• What you are asked to do: Pull out every line from the line containing "Keypoints: one marker" through the end of the material, both ends included, and reproduce it exactly. Keep pictures out.

===== Extracted data =====

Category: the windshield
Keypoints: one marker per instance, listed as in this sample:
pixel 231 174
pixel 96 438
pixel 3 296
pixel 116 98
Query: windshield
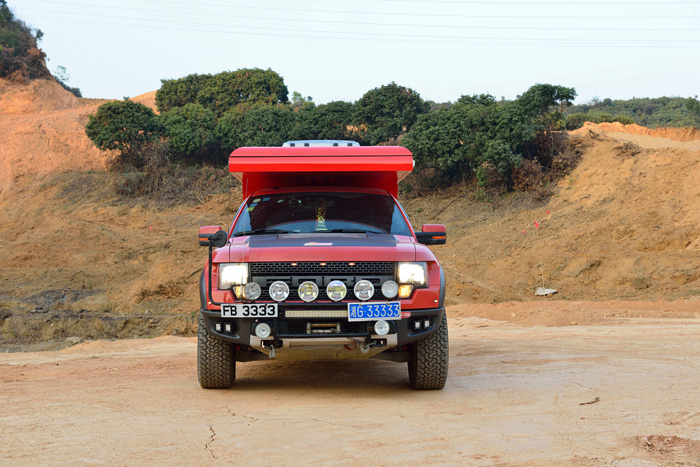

=====

• Output for this exercise:
Keypoints: one marker per instance, listed as in this sample:
pixel 231 174
pixel 96 438
pixel 3 296
pixel 116 98
Query: windshield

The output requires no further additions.